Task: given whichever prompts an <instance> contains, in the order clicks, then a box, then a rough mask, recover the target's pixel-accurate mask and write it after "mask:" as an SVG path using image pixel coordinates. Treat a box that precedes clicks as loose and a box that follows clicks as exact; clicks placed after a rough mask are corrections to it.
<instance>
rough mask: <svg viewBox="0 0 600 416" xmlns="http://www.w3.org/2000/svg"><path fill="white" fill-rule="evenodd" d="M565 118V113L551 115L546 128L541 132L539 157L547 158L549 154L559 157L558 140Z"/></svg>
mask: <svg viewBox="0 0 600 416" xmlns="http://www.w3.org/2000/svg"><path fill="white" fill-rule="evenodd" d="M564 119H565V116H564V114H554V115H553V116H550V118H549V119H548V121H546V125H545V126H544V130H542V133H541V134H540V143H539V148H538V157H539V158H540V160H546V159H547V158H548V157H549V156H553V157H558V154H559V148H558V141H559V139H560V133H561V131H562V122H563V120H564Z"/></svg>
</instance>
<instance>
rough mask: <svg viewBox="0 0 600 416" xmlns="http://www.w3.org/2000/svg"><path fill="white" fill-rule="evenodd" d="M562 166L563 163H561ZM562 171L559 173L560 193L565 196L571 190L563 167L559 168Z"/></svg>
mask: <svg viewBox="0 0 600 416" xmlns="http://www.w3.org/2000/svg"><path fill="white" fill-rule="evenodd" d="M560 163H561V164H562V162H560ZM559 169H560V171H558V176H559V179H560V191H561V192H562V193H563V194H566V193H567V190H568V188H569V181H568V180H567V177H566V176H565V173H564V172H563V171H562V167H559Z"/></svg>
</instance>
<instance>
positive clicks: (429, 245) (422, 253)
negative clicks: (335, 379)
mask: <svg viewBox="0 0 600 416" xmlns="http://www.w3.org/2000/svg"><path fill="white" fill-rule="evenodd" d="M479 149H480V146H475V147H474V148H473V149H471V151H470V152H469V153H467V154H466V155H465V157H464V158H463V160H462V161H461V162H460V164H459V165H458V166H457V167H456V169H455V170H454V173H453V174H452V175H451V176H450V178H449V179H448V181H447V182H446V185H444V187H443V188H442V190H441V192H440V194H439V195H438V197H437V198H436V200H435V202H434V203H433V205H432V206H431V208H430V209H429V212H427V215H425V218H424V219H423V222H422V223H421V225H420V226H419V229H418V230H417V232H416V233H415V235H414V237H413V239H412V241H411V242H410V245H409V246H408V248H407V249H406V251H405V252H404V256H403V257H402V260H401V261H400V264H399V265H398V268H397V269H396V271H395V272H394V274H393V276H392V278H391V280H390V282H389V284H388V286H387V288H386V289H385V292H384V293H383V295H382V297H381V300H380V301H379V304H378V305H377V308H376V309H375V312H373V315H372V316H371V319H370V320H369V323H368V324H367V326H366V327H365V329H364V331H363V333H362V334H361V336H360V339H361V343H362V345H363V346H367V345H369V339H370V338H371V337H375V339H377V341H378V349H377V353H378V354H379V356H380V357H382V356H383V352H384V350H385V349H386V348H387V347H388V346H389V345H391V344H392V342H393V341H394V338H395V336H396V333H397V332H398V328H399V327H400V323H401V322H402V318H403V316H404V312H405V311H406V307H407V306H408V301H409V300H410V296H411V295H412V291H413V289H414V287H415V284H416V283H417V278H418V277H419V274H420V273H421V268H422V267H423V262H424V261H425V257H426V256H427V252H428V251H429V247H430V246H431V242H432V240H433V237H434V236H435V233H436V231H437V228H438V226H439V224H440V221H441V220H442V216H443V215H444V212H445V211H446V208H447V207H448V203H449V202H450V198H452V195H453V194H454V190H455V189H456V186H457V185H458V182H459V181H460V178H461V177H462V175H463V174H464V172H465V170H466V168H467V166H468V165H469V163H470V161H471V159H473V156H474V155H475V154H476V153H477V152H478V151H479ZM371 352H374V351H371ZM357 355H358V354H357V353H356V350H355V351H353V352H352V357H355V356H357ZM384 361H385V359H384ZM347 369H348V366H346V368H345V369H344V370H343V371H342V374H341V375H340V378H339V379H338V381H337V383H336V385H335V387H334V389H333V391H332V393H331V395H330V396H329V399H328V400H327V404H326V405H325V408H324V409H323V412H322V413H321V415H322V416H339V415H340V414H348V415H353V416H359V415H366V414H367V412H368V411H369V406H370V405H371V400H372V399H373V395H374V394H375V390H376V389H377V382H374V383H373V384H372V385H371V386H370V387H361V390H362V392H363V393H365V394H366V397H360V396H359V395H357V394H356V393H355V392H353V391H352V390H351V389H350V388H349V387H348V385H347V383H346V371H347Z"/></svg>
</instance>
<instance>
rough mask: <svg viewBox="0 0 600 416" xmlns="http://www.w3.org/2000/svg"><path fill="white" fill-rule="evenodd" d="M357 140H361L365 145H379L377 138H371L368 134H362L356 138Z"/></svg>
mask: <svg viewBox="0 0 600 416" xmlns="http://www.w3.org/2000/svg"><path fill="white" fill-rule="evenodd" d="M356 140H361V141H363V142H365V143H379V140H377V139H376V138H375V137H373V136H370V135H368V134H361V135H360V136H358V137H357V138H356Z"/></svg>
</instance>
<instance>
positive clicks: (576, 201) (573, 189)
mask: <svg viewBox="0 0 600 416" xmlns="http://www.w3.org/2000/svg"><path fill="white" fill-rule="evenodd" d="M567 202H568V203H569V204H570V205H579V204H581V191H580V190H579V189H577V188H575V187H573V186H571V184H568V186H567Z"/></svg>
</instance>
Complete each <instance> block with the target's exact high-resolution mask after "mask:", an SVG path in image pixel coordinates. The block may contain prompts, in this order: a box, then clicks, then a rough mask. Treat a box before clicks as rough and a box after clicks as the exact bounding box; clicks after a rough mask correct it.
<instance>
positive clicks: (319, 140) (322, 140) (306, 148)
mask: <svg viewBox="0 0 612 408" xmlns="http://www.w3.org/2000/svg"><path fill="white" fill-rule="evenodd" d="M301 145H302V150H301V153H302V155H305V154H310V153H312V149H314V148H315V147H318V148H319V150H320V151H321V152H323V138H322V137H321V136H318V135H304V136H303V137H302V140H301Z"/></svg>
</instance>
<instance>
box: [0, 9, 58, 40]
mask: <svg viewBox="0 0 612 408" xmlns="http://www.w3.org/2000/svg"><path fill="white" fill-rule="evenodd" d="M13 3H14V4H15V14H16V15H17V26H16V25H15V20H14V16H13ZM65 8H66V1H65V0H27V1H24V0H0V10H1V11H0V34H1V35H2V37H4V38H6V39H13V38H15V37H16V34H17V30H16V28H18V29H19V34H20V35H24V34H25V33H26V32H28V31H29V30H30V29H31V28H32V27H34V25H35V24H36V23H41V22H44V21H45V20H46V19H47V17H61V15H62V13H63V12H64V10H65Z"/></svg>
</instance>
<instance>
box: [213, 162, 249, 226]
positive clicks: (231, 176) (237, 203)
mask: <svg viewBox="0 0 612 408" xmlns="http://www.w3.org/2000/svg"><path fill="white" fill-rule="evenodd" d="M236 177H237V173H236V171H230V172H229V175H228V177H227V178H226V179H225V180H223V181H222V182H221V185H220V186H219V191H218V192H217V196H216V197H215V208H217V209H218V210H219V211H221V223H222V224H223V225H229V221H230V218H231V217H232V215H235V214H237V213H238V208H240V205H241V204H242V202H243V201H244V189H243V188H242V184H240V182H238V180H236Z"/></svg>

+===+

Your task is to copy every record exactly.

Task: given whichever prompts an <instance> contains, in the order clicks, then a box, then a rough mask, recover the target's pixel-accurate mask and write it after "mask:" as an SVG path using image pixel coordinates. Treat a box that precedes clicks as loose and a box that follows clicks as exact; clicks placed after a rough mask are corrections to it.
<instance>
rough mask: <svg viewBox="0 0 600 416" xmlns="http://www.w3.org/2000/svg"><path fill="white" fill-rule="evenodd" d="M565 118V113L551 115L546 128L541 132L539 157L547 158L549 154L559 157L558 140Z"/></svg>
mask: <svg viewBox="0 0 600 416" xmlns="http://www.w3.org/2000/svg"><path fill="white" fill-rule="evenodd" d="M564 119H565V116H564V114H554V115H553V116H550V118H549V119H548V121H546V125H545V126H544V130H542V133H541V134H540V143H539V148H538V157H539V158H540V160H546V159H547V158H548V157H549V156H553V157H558V154H559V148H558V141H559V139H560V133H561V131H562V122H563V120H564Z"/></svg>
</instance>
<instance>
rough mask: <svg viewBox="0 0 600 416" xmlns="http://www.w3.org/2000/svg"><path fill="white" fill-rule="evenodd" d="M562 166L563 163H561ZM562 171L559 173L560 193L565 196L571 190L563 167L559 168Z"/></svg>
mask: <svg viewBox="0 0 600 416" xmlns="http://www.w3.org/2000/svg"><path fill="white" fill-rule="evenodd" d="M560 163H561V164H562V162H560ZM559 169H560V171H558V176H559V179H560V191H561V192H562V193H563V194H566V193H567V190H568V188H569V181H568V180H567V177H566V176H565V173H564V172H563V171H562V167H559Z"/></svg>
</instance>
<instance>
positive clicks: (429, 245) (422, 253)
negative clicks: (335, 379)
mask: <svg viewBox="0 0 600 416" xmlns="http://www.w3.org/2000/svg"><path fill="white" fill-rule="evenodd" d="M479 149H480V146H475V147H474V148H473V149H471V151H470V152H469V153H467V154H466V155H465V157H464V158H463V160H462V161H461V162H460V164H459V165H458V166H457V167H456V169H455V170H454V173H453V174H452V175H451V176H450V178H449V179H448V181H447V182H446V185H444V187H443V188H442V190H441V192H440V194H439V195H438V197H437V198H436V200H435V202H434V203H433V205H432V206H431V208H430V209H429V212H427V215H425V218H424V219H423V222H422V223H421V225H420V226H419V229H418V230H417V232H416V233H415V235H414V237H413V239H412V241H411V242H410V245H409V246H408V248H407V249H406V251H405V252H404V256H403V257H402V260H401V261H400V264H399V265H398V268H397V269H396V271H395V272H394V274H393V276H392V278H391V280H390V282H389V284H388V286H387V288H386V289H385V292H384V293H383V295H382V297H381V300H380V301H379V304H378V305H377V308H376V309H375V312H373V315H372V316H371V319H370V320H369V323H368V324H367V326H366V327H365V329H364V331H363V333H362V334H361V336H360V339H361V343H362V345H363V346H367V345H369V339H370V338H371V337H375V339H377V341H378V349H377V353H378V354H379V356H380V357H382V356H383V352H384V350H385V349H386V348H387V347H388V346H389V345H391V344H392V342H393V341H394V338H395V336H396V333H397V332H398V328H399V327H400V323H401V322H402V318H403V316H404V312H405V311H406V307H407V306H408V301H409V300H410V296H411V295H412V291H413V289H414V287H415V284H416V283H417V278H418V277H419V274H420V273H421V268H422V267H423V262H424V261H425V257H426V256H427V252H428V251H429V247H430V246H431V242H432V240H433V237H434V236H435V233H436V231H437V228H438V226H439V224H440V221H441V220H442V216H443V215H444V212H445V211H446V208H447V207H448V203H449V202H450V198H452V195H453V194H454V190H455V189H456V186H457V185H458V182H459V181H460V178H461V177H462V175H463V174H464V172H465V170H466V168H467V166H468V165H469V163H470V161H471V159H473V156H474V155H475V154H476V153H477V152H478V151H479ZM371 352H374V351H371ZM357 355H358V354H357V353H356V350H355V351H353V352H352V357H355V356H357ZM384 361H385V359H384ZM347 369H348V366H346V368H345V369H344V370H343V371H342V374H341V375H340V378H339V379H338V381H337V383H336V385H335V387H334V389H333V391H332V393H331V395H330V396H329V399H328V400H327V404H326V405H325V408H324V409H323V412H322V413H321V415H322V416H339V415H340V414H348V415H353V416H359V415H366V414H367V412H368V411H369V406H370V405H371V400H372V399H373V395H374V394H375V390H376V389H377V382H374V383H373V384H372V385H371V386H370V387H361V390H362V392H363V393H365V394H366V397H360V396H359V395H357V394H356V393H355V392H353V391H352V390H351V389H350V388H349V387H348V385H347V383H346V371H347Z"/></svg>
</instance>
<instance>
rough mask: <svg viewBox="0 0 600 416" xmlns="http://www.w3.org/2000/svg"><path fill="white" fill-rule="evenodd" d="M357 140H361L365 145H379L377 138H371L368 134H362L356 138Z"/></svg>
mask: <svg viewBox="0 0 600 416" xmlns="http://www.w3.org/2000/svg"><path fill="white" fill-rule="evenodd" d="M356 140H361V141H363V142H365V143H379V140H377V139H376V138H375V137H373V136H370V135H368V134H361V135H360V136H358V137H357V138H356Z"/></svg>
</instance>
<instance>
positive clicks: (576, 201) (573, 189)
mask: <svg viewBox="0 0 600 416" xmlns="http://www.w3.org/2000/svg"><path fill="white" fill-rule="evenodd" d="M567 202H568V203H569V204H570V205H579V204H581V191H580V190H579V189H577V188H575V187H573V186H571V184H568V186H567Z"/></svg>
</instance>
Complete each <instance> block with the target's exact high-resolution mask after "mask:", an SVG path in image pixel coordinates. The block may contain prompts, in this order: a box, then clicks, then a rough mask. Treat a box before clicks as rough and a box after clicks as the exact bounding box; clicks after a rough mask correct it.
<instance>
positive clicks: (319, 140) (322, 140) (306, 148)
mask: <svg viewBox="0 0 612 408" xmlns="http://www.w3.org/2000/svg"><path fill="white" fill-rule="evenodd" d="M301 145H302V150H301V153H302V155H305V154H310V153H312V149H314V148H315V147H318V148H319V150H320V151H321V152H323V138H322V137H321V136H318V135H304V136H303V137H302V140H301Z"/></svg>
</instance>
<instance>
box: [0, 9, 58, 40]
mask: <svg viewBox="0 0 612 408" xmlns="http://www.w3.org/2000/svg"><path fill="white" fill-rule="evenodd" d="M13 3H14V4H15V14H16V15H17V26H16V25H15V20H14V16H13ZM65 8H66V1H65V0H27V1H24V0H0V10H1V11H0V34H1V35H2V37H4V38H6V39H13V38H15V37H16V34H17V30H16V28H18V29H19V34H20V35H24V34H25V33H26V32H28V31H29V30H30V29H31V28H32V27H34V25H35V24H36V23H41V22H44V21H45V20H46V19H47V17H61V15H62V13H63V12H64V10H65Z"/></svg>
</instance>
<instance>
box: [213, 162, 249, 226]
positive clicks: (231, 176) (237, 203)
mask: <svg viewBox="0 0 612 408" xmlns="http://www.w3.org/2000/svg"><path fill="white" fill-rule="evenodd" d="M236 177H237V173H236V171H230V172H229V175H228V177H227V178H226V179H225V180H223V181H222V182H221V185H220V186H219V191H218V192H217V196H216V197H215V208H217V209H218V210H219V211H221V223H222V224H223V225H229V221H230V218H231V217H232V215H235V214H237V213H238V208H240V205H241V204H242V202H243V201H244V189H243V188H242V184H240V182H238V180H236Z"/></svg>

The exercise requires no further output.